**DIRECTIONS FOR THIS TASK:**
Please rewrite the paragraph of the Council of Bishops article that begins "The bishops recommend that the pastoral letter" as a short list, keeping its main facts.

**PASSAGE TO READ:**

[Start of section]

Action from Council on Bishops

12/9/2009

:: Action from Council on Bishops

Council of Bishops Adopt
"God's Renewed Creation: Call to Hope and Action"   


In a statement that says, "We cannot help the world until we change our way of being in it," the bishops of The United Methodist Church announced a significant call to all United Methodists, ecumenical and inter-religious partners and people of goodwill around the world.

"As bishops, we know that critical issues of the day have left people feeling fearful, cynical, hopeless and overwhelmed," said Bishop Gregory Palmer, president of the Council of Bishops."God's Renewed Creation: Call to Hope and Action contains our pledges to work in hopeful and robust ways for transforming change as God's stewards of creation. We invite the church and our partners around the world to join us."

Stating that they "cannot remain silent while God's people and God's planet suffer," the 69 active bishops of The United Methodist Church addressed the pastoral letter and foundation document to the 11.3 million global members of the denomination.

The bishops recommend that the pastoral letter be read aloud in worship during the season of Advent in each of 42,600 congregations worldwide. A liturgical setting for the letter offers responsive elements for congregational participation. These are a "lament for God's people and God's planet," confession of "failure to embody the image of God" and call to action inviting everyone to join the bishops in their own nine pledges for urgent, effective action.

[End of section]

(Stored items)

[Start of section]

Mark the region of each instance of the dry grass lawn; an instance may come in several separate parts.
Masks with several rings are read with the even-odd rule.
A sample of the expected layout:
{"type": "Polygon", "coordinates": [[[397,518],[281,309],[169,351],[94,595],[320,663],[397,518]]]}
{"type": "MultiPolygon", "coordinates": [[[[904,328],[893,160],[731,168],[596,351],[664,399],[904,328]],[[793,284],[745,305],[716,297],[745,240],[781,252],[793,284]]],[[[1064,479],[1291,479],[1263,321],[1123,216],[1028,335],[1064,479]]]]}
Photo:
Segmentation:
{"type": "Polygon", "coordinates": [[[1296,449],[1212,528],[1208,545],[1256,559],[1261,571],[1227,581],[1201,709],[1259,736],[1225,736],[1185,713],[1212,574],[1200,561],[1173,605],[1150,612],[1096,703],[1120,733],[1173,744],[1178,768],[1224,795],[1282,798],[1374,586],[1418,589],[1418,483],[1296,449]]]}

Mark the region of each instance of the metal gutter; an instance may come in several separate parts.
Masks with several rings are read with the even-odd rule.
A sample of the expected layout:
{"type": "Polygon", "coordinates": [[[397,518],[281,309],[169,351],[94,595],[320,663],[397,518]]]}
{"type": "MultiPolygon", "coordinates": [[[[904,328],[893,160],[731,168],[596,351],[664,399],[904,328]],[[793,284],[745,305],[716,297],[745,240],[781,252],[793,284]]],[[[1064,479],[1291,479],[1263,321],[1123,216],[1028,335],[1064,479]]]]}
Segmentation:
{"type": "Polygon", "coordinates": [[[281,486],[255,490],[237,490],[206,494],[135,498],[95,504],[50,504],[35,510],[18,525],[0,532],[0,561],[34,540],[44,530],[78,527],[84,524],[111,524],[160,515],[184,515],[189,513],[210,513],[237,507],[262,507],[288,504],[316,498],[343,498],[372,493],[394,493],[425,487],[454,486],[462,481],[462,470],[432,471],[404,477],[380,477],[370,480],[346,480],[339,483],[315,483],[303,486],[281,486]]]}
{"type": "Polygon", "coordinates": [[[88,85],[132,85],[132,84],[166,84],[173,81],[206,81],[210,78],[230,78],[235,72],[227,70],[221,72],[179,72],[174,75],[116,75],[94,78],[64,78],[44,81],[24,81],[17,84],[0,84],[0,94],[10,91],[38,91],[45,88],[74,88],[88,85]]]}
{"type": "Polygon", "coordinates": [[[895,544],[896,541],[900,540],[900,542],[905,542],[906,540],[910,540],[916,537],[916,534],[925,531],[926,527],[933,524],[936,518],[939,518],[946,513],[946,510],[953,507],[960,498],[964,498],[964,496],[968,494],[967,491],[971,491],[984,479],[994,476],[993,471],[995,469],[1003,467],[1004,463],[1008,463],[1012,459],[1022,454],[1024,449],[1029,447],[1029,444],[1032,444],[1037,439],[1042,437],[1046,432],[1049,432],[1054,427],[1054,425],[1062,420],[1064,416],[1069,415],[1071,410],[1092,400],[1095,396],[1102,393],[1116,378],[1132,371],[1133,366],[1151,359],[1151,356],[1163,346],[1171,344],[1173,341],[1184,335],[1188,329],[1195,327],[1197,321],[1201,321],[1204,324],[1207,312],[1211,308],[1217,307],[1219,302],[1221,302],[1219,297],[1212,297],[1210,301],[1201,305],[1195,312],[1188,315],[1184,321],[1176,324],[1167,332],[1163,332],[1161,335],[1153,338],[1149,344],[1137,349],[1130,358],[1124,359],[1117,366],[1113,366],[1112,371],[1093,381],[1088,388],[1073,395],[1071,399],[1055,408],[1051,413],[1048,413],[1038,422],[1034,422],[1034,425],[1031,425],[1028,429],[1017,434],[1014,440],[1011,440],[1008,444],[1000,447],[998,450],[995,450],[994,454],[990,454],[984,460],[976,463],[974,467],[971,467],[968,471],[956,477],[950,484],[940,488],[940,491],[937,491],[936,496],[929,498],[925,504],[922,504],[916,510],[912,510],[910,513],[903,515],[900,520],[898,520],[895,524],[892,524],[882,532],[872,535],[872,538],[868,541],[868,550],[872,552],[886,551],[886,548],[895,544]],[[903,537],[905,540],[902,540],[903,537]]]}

[End of section]

**RESULT OF THE TASK:**
- The bishops recommend that the pastoral letter be read aloud in worship during Advent in each of 42,600 congregations worldwide.
- A liturgical setting for the letter offers responsive elements for congregational participation.
- These elements are a "lament for God's people and God's planet," a confession of "failure to embody the image of God," and a call to action.
- The call to action invites everyone to join the bishops in their nine pledges for urgent, effective action.